SHORT TASK: Count the lines of the records that contain the word "foliage", and give only that number.

==*==

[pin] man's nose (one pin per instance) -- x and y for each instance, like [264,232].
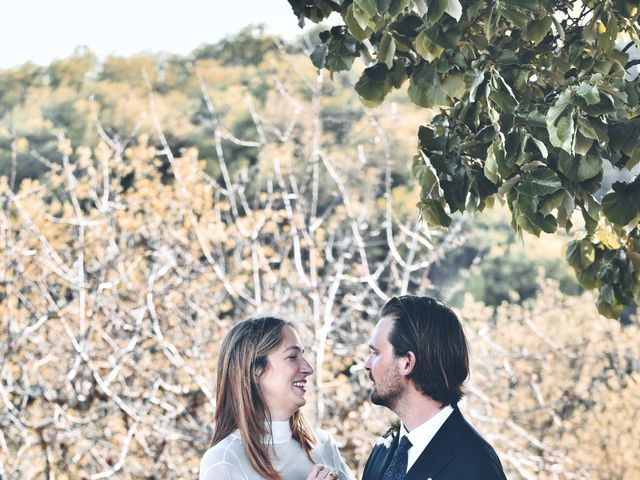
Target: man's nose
[367,364]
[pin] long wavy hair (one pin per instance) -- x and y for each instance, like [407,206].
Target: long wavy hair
[239,402]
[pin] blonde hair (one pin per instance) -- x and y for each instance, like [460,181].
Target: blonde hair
[239,403]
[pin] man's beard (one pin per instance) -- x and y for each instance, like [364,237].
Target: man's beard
[393,391]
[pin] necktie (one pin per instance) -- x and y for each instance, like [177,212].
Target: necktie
[398,467]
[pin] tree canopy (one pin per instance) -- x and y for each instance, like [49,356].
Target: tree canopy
[537,106]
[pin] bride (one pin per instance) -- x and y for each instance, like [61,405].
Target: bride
[259,430]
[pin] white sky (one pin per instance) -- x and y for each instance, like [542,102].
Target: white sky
[43,30]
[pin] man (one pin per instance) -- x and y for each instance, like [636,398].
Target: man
[418,363]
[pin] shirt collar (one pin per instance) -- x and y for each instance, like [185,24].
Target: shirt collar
[424,433]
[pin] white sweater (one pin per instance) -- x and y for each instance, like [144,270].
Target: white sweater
[227,459]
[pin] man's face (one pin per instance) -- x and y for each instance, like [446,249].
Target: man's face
[383,366]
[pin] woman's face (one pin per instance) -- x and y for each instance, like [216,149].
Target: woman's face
[283,382]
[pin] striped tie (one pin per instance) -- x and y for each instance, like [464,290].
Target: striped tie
[398,467]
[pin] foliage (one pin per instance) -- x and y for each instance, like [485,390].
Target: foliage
[128,258]
[535,99]
[144,238]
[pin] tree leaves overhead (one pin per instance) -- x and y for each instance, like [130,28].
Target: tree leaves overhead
[534,98]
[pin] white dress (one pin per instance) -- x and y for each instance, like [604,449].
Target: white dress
[227,459]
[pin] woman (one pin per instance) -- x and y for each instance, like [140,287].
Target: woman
[259,429]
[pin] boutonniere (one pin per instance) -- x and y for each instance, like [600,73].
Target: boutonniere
[387,439]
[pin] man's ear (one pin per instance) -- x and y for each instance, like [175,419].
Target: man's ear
[408,363]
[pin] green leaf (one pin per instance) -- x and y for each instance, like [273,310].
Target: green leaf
[359,23]
[397,6]
[579,168]
[425,89]
[373,85]
[561,129]
[537,30]
[580,254]
[491,163]
[426,48]
[387,50]
[589,93]
[607,36]
[370,7]
[540,182]
[436,9]
[453,84]
[582,143]
[552,202]
[454,9]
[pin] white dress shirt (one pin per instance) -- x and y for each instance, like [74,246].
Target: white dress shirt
[422,434]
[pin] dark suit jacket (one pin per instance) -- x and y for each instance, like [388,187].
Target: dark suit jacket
[456,452]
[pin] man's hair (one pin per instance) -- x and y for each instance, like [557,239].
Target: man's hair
[429,328]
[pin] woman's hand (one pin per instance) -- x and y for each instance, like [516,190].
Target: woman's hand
[319,472]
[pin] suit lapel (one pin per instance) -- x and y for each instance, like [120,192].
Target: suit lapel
[439,451]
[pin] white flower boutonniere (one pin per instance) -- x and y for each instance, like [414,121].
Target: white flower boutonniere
[387,439]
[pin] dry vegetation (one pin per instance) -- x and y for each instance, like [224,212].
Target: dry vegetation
[126,263]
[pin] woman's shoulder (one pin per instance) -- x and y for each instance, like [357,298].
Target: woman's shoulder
[227,450]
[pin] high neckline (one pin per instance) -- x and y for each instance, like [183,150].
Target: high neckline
[281,431]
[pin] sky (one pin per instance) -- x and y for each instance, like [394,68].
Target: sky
[44,30]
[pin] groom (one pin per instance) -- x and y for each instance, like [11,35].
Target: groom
[418,364]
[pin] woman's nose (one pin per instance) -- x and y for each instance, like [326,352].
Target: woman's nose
[306,367]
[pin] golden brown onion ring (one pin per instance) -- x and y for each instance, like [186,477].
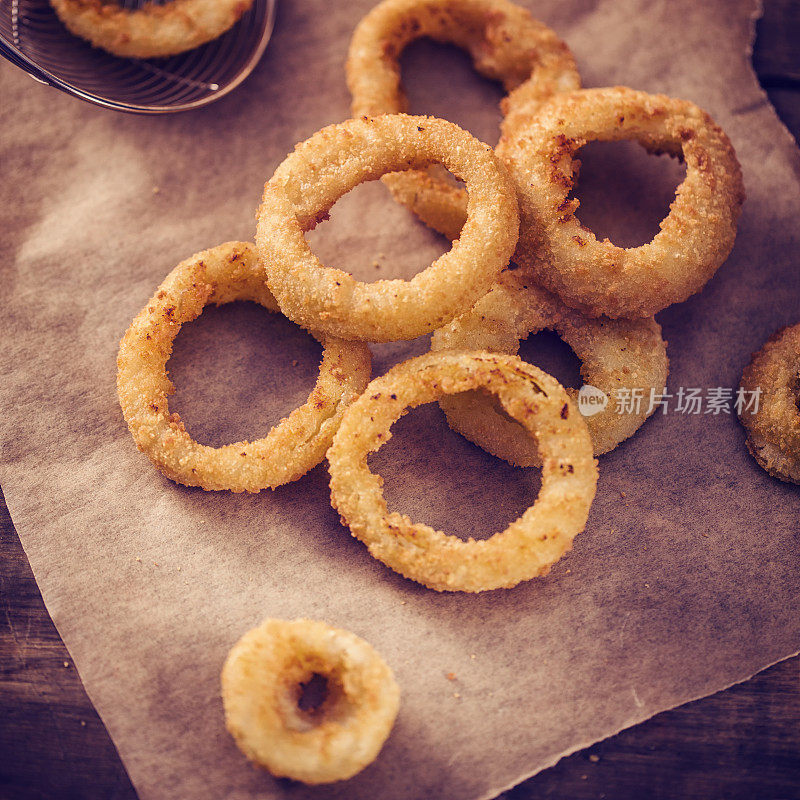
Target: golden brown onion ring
[600,278]
[530,544]
[298,443]
[617,356]
[773,431]
[506,44]
[262,683]
[335,160]
[152,31]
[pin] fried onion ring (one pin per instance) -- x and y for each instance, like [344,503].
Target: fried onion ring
[298,443]
[530,544]
[615,355]
[506,44]
[773,431]
[600,278]
[262,683]
[338,158]
[152,31]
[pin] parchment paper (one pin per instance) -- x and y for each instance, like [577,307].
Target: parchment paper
[685,580]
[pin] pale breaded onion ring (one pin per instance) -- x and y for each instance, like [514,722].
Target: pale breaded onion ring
[262,682]
[506,44]
[530,544]
[600,278]
[615,355]
[152,31]
[773,432]
[338,158]
[295,445]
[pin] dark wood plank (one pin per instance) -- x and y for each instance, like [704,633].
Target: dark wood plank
[52,743]
[741,743]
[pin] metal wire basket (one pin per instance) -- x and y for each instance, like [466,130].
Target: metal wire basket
[34,39]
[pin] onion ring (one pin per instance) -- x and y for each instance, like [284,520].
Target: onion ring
[773,431]
[262,683]
[152,31]
[600,278]
[532,543]
[336,159]
[615,354]
[298,443]
[506,44]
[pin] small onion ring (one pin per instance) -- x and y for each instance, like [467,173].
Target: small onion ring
[506,44]
[615,355]
[298,443]
[335,160]
[152,31]
[262,682]
[600,278]
[532,543]
[773,432]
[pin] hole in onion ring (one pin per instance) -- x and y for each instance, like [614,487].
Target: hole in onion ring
[624,191]
[454,78]
[443,480]
[313,694]
[374,238]
[548,351]
[238,369]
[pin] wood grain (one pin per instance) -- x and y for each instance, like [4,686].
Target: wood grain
[741,743]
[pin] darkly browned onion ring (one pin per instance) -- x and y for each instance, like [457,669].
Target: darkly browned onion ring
[615,354]
[773,432]
[335,160]
[530,544]
[600,278]
[506,44]
[298,443]
[153,30]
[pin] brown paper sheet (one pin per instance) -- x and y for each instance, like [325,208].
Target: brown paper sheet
[684,585]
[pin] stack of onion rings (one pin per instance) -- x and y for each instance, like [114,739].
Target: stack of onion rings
[293,447]
[152,31]
[506,44]
[531,544]
[617,357]
[338,158]
[600,278]
[773,427]
[262,682]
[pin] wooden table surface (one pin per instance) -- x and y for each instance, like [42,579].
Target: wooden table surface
[741,743]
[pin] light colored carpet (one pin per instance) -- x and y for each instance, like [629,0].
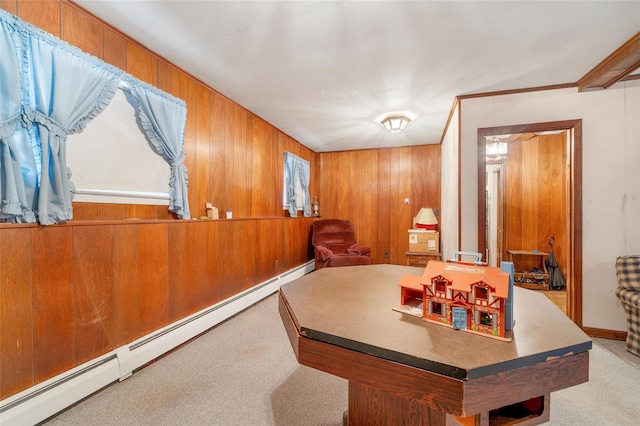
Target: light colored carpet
[243,372]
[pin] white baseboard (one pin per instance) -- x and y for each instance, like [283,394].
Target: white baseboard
[44,400]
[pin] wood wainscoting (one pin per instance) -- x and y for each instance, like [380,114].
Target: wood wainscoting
[73,292]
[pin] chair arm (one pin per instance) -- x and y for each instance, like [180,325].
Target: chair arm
[323,253]
[358,249]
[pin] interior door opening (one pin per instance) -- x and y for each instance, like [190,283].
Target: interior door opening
[529,191]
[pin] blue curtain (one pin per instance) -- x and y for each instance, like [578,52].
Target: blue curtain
[164,123]
[297,170]
[50,89]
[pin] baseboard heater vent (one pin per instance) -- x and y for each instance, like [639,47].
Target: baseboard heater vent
[45,399]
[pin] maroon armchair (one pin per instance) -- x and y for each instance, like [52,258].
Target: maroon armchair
[334,243]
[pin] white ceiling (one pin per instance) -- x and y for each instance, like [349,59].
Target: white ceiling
[322,71]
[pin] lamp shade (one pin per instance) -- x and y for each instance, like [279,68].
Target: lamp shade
[425,219]
[395,124]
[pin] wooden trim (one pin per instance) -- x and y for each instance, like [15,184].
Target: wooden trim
[574,305]
[622,62]
[516,91]
[456,103]
[605,334]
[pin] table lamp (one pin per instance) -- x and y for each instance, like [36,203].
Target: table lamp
[425,219]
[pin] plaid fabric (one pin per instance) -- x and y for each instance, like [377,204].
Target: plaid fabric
[628,291]
[628,272]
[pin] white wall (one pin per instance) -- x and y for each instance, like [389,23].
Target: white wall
[449,188]
[610,178]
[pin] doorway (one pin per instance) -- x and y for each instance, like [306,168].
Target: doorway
[530,222]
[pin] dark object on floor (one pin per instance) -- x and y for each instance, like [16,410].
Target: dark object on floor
[628,291]
[334,243]
[556,278]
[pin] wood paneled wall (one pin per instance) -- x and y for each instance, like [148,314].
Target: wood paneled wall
[369,188]
[536,197]
[72,292]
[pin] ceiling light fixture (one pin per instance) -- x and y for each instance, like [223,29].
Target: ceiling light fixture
[496,149]
[394,122]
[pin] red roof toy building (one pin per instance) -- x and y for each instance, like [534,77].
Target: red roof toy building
[469,297]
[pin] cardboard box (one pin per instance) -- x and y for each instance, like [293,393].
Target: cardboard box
[421,241]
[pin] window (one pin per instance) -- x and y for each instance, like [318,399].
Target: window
[111,161]
[296,185]
[486,319]
[481,293]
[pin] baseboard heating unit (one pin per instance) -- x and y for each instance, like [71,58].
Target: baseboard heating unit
[42,401]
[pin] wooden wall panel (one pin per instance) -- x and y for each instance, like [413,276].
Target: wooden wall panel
[202,189]
[81,30]
[149,274]
[536,198]
[52,291]
[10,6]
[270,248]
[142,64]
[217,158]
[16,322]
[93,291]
[230,278]
[44,14]
[194,260]
[265,181]
[115,48]
[369,187]
[211,291]
[154,289]
[126,276]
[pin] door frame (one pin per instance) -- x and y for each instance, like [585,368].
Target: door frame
[574,273]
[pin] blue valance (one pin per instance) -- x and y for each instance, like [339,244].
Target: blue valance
[50,89]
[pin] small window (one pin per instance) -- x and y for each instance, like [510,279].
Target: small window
[481,293]
[486,319]
[296,185]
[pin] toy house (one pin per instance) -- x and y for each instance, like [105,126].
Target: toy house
[469,297]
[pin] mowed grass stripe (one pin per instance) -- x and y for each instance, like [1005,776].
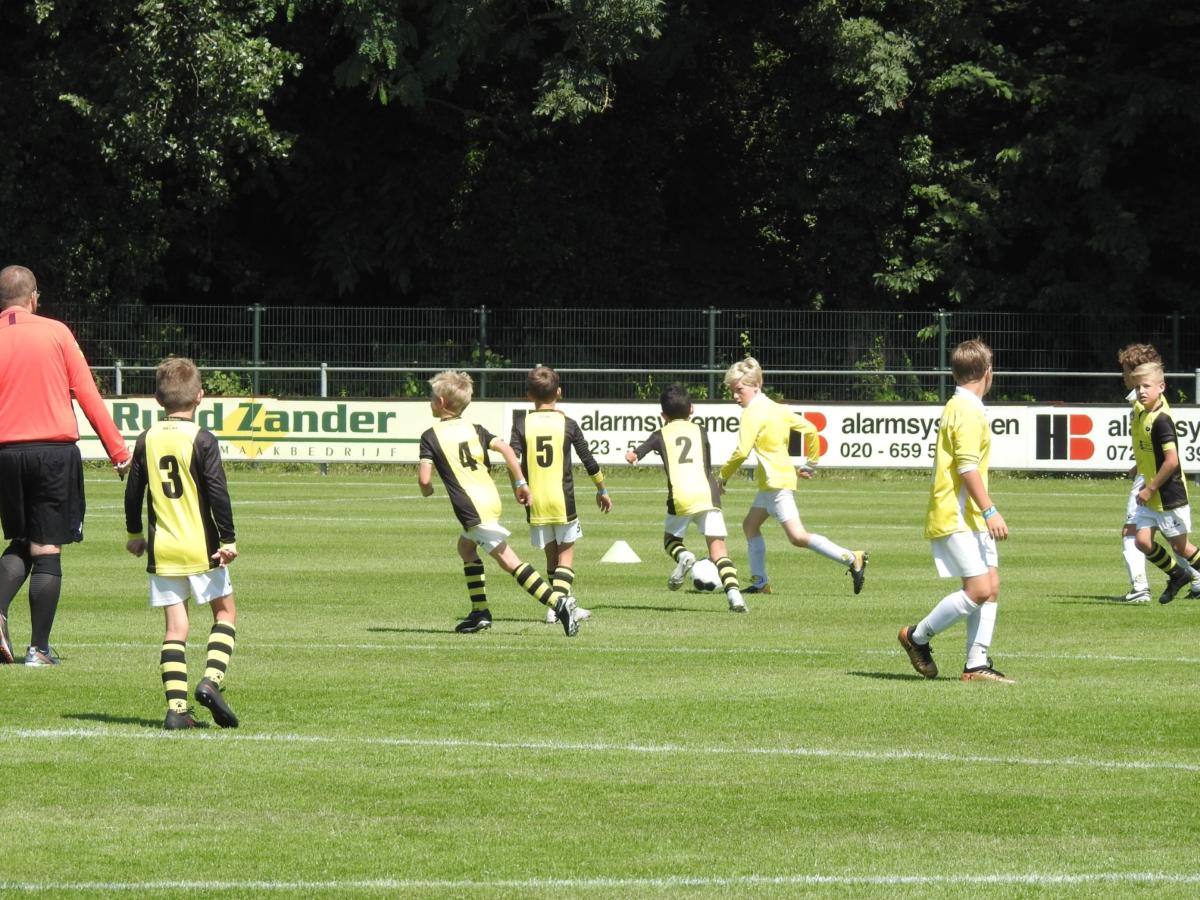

==*==

RESULT: 2